━━ Text section

Wisconsin Examiner

State PFAS Council Releases Progress Report

State making progress on PFAS remediation, but political barriers remain.

By , Wisconsin Examiner - Aug 19th, 2022 02:48 pm
Marines fighting fires with foam, a product that uses PFAS . Photo by Lance Cpl. Shawn Valosin/U.S. Marine Corps.

Marines fighting fires with foam, a product that uses PFAS . Photo by Lance Cpl. Shawn Valosin/U.S. Marine Corps.

The inter-agency council of Wisconsin state government working to respond to the prevalence of cancer-causing chemicals in the state’s water released its 2022 progress report on Thursday, which shows some progress has been made but the state is still working to improve its ability to track and find sources of contamination.

The family of 5,000 chemical compounds, known as PFAS, comes from a variety of household and industrial products, including non-stick pans and foam used to fight fires at airports. Known as “forever chemicals,” PFAS don’t easily break down in nature or the human body and have been found at 30 sites across Wisconsin since 2013.

━━━━
━━ Input data

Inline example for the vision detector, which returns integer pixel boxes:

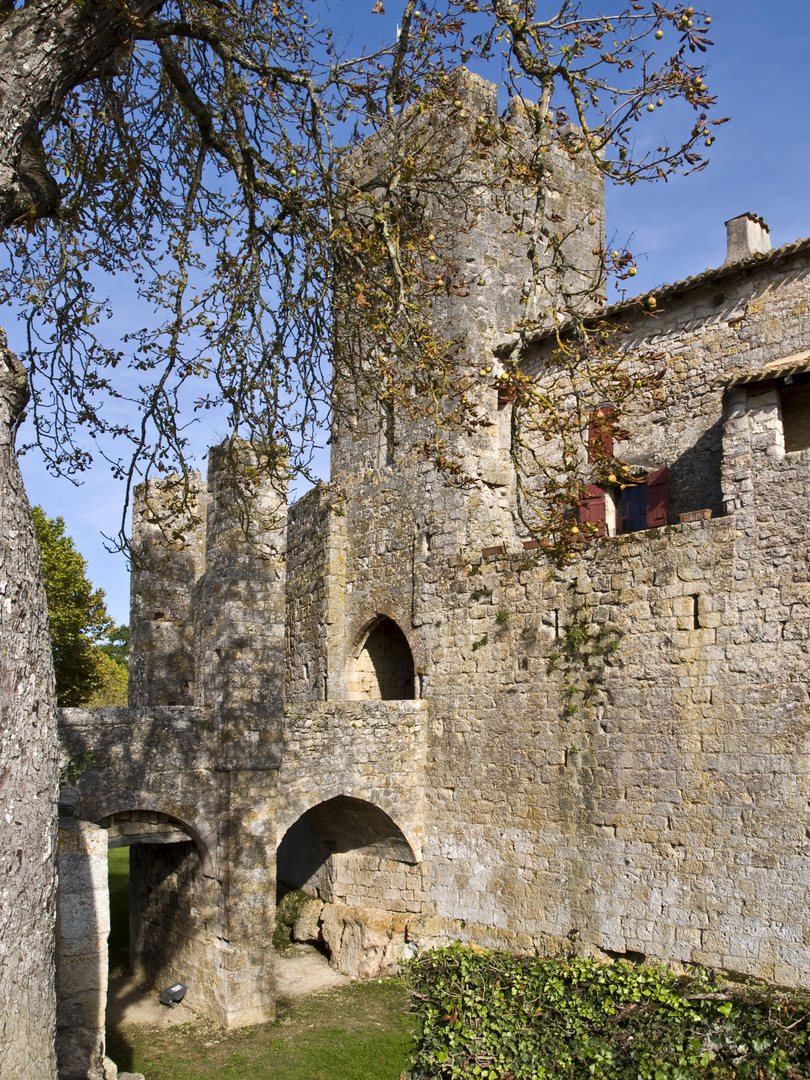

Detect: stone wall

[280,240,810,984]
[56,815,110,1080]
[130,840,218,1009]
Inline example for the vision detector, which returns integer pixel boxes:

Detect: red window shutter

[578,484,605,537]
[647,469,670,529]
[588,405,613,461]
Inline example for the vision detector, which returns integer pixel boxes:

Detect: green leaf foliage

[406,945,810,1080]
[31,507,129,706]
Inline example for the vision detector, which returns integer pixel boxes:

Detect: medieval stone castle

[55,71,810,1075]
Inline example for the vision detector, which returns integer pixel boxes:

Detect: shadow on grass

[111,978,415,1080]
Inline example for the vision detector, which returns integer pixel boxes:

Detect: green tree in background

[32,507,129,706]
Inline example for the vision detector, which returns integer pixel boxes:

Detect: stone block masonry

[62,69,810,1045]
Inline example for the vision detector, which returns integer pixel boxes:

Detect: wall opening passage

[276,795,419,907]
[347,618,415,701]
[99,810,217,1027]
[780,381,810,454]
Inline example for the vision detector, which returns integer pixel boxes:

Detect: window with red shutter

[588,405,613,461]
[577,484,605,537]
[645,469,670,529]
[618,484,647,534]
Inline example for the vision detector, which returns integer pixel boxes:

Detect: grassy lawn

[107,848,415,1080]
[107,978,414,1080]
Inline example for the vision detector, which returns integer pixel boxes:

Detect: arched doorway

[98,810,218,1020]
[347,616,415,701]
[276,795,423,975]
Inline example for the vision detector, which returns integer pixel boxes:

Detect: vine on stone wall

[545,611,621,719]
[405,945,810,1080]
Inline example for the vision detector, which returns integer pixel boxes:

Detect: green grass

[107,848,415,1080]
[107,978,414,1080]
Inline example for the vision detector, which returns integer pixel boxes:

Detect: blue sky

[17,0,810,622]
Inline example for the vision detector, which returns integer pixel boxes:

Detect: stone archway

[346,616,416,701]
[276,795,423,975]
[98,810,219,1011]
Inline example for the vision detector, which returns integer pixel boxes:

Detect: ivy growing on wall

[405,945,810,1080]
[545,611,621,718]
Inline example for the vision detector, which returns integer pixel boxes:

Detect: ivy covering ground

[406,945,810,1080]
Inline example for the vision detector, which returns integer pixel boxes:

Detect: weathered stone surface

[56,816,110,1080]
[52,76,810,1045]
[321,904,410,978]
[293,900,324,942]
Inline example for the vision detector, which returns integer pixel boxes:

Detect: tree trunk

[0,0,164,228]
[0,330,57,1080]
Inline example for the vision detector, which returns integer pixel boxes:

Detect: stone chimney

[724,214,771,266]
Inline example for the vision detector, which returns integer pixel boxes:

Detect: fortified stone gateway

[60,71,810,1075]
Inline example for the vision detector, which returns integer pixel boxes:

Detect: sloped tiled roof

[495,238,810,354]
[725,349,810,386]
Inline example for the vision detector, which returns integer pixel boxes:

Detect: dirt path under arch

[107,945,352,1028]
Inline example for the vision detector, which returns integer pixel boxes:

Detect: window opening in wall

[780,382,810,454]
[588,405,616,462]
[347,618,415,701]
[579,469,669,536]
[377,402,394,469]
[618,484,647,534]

━━━━
━━ Input data

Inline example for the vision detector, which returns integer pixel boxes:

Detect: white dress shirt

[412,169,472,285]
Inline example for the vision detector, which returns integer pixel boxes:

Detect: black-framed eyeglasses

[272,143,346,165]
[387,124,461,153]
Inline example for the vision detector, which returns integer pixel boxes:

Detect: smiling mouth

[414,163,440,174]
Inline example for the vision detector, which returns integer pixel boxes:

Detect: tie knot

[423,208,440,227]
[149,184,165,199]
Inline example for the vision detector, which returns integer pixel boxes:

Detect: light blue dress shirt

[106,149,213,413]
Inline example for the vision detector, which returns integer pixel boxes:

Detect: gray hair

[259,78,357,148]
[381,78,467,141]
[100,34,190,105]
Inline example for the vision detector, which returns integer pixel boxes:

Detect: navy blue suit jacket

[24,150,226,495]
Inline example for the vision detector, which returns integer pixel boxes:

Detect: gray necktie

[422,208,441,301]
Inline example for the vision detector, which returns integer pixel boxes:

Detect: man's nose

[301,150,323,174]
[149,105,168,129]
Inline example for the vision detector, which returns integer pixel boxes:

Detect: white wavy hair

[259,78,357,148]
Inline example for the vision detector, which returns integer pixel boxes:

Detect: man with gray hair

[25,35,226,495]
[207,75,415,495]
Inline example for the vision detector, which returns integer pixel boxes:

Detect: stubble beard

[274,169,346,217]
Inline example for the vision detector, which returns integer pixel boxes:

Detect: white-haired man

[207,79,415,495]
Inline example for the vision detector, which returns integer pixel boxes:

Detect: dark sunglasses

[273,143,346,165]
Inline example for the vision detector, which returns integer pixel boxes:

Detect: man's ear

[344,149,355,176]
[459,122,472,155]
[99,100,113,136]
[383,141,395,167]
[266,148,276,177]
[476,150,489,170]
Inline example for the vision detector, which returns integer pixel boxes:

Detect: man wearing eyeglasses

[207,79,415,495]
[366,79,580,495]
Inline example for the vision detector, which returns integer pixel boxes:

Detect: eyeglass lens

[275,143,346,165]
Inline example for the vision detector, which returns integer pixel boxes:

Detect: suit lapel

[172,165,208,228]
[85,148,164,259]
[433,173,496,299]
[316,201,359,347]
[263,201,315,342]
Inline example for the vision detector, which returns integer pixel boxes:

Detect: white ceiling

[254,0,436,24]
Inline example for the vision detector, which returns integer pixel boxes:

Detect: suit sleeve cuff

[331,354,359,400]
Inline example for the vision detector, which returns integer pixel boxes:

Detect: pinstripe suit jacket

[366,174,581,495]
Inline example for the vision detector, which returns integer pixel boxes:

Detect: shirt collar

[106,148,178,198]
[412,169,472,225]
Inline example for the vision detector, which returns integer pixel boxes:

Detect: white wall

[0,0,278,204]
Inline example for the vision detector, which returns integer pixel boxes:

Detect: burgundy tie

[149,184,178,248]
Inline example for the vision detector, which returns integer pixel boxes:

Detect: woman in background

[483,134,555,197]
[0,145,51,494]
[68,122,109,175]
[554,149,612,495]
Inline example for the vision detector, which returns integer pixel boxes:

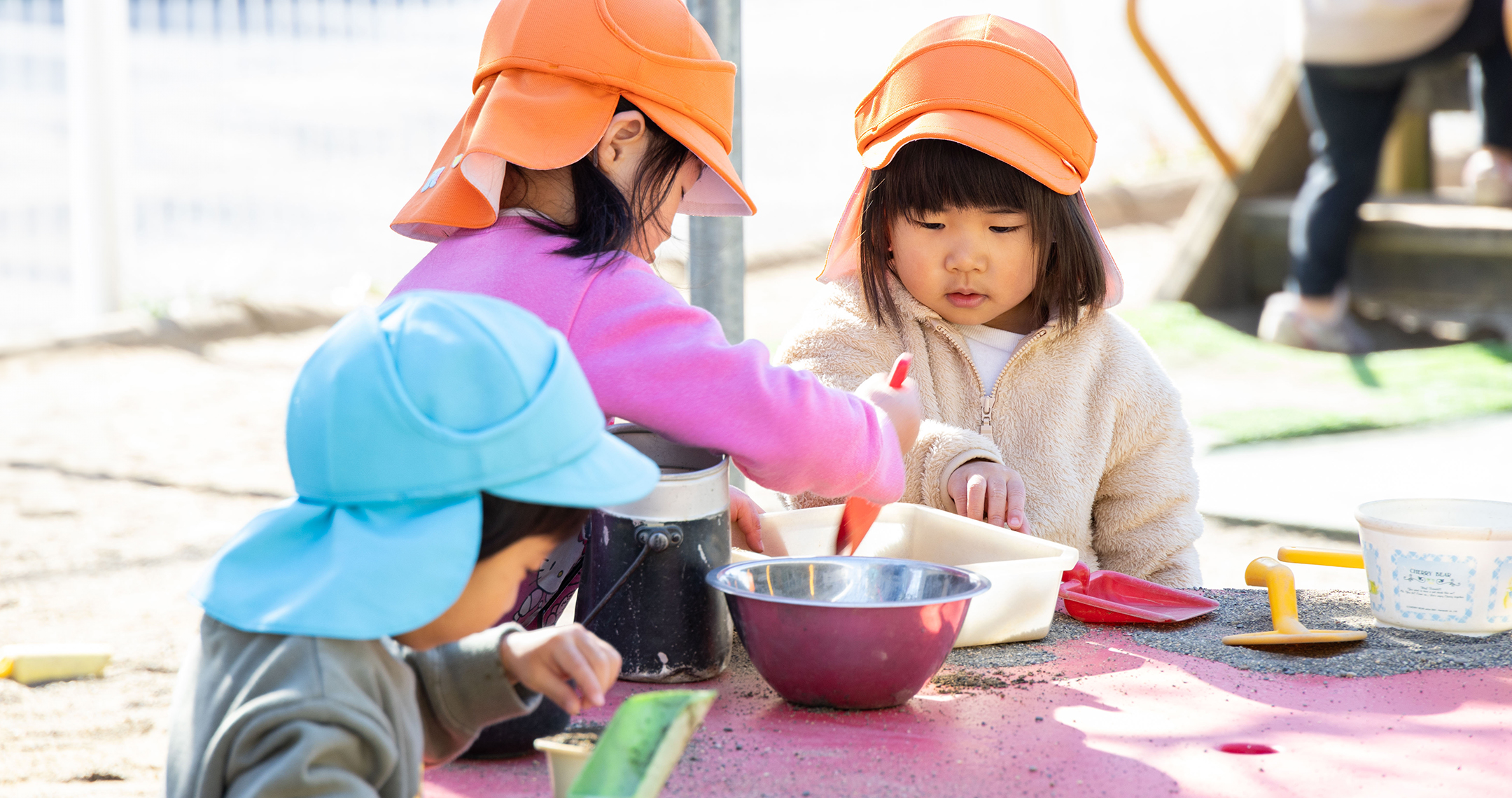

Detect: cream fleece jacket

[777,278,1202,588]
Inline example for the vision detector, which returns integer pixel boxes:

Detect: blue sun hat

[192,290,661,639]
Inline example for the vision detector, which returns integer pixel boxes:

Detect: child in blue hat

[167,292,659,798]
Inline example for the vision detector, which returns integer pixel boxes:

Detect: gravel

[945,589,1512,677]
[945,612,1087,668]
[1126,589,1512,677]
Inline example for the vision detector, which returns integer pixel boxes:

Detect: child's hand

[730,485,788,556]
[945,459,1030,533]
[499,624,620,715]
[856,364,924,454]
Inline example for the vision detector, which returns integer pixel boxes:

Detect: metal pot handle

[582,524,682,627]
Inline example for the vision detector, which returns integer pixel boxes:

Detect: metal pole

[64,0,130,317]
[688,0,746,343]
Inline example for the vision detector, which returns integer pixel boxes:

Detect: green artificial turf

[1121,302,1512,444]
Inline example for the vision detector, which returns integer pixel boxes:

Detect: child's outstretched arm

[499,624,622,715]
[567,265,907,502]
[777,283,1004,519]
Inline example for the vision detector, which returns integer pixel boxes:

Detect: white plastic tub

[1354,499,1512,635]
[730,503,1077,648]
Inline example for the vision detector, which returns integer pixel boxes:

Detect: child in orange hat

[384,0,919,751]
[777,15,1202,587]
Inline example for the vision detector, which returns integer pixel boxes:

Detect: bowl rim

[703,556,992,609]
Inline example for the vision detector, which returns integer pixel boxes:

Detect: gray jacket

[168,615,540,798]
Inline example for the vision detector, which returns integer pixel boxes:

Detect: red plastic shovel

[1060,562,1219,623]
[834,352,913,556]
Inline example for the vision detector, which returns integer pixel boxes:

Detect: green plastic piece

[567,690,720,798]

━━━━
━━ Input data

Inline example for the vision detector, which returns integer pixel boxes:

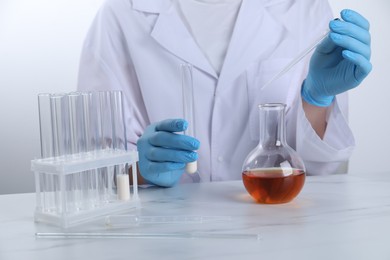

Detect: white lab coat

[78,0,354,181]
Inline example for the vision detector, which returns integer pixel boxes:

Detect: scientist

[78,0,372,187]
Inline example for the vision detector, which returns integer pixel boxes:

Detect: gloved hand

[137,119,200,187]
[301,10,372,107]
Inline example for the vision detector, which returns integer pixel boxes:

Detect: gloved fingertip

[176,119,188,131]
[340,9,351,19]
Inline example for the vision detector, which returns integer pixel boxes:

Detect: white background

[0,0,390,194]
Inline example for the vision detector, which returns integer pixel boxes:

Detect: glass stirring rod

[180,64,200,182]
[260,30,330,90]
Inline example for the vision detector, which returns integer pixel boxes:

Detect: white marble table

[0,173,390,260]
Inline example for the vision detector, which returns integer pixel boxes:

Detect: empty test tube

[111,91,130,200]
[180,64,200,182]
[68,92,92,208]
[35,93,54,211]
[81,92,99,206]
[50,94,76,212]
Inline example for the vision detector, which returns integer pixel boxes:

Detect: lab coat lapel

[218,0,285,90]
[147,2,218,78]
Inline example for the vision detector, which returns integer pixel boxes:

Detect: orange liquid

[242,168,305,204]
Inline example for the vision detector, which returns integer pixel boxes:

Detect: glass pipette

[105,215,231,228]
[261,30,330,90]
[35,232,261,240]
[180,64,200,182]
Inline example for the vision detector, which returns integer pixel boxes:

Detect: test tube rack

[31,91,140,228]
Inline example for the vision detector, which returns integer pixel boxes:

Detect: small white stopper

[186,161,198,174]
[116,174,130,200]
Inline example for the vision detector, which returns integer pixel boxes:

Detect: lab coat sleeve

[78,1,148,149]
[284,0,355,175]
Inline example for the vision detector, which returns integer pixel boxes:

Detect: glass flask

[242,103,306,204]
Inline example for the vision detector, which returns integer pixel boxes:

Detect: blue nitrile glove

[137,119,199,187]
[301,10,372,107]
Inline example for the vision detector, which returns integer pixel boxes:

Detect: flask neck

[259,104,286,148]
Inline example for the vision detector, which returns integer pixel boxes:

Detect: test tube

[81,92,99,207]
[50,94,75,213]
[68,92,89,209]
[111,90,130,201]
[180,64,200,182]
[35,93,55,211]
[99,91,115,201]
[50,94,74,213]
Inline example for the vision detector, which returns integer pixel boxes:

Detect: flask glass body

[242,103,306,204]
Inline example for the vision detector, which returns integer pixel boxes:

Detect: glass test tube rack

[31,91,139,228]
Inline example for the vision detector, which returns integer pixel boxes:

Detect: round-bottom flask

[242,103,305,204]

━━━━

Activities -
A. Check each statement against the PFAS article and answer yes or no, quoting the deciding words: (i) the council released its 2022 progress report on a Thursday; (ii) PFAS have been found at 50 sites across Wisconsin since 2013; (iii) the PFAS family comprises 5,000 chemical compounds.
B. Resume the PFAS article immediately after its final sentence.
These records were drawn from a separate source and have no connection to the article.

Your responses -
A.
(i) Yes: "released its 2022 progress report on Thursday"
(ii) No: "have been found at 30 sites across Wisconsin since 2013"
(iii) Yes: "The family of 5,000 chemical compounds"

B.
The 2022 Action Plan Progress Report shows what the state has accomplished in instituting recommendations made by the Wisconsin PFAS Action Council in December of 2020. The 2020 report included 25 recommendations covering eight topics — standards, sampling, pollution prevention, education and communication, research and knowledge, phase-out, future investments and historic discharges.

Even as state agencies have worked to institute the recommendations, additional setbacks have come up since the initial report. Earlier this year, a Waukesha County judge ruled that the Department of Natural Resources is unable to regulate PFAS under the state’s decades-old spills law, which allows the DNR to force companies to pay for pollution caused by their operation.

The state’s Natural Resources Board, which sets policy for the DNR and is run by Republican appointees who have clung to a majority with one member overstaying his term, was unable to reach a consensus on the allowable limit for certain PFAS compounds in groundwater earlier this year. Setting science-based environmental standards is the first of the council’s recommendations.

Despite the setbacks, Gov. Tony Evers celebrated the work his administration has done to institute the recommendations of the council — which he created in 2019.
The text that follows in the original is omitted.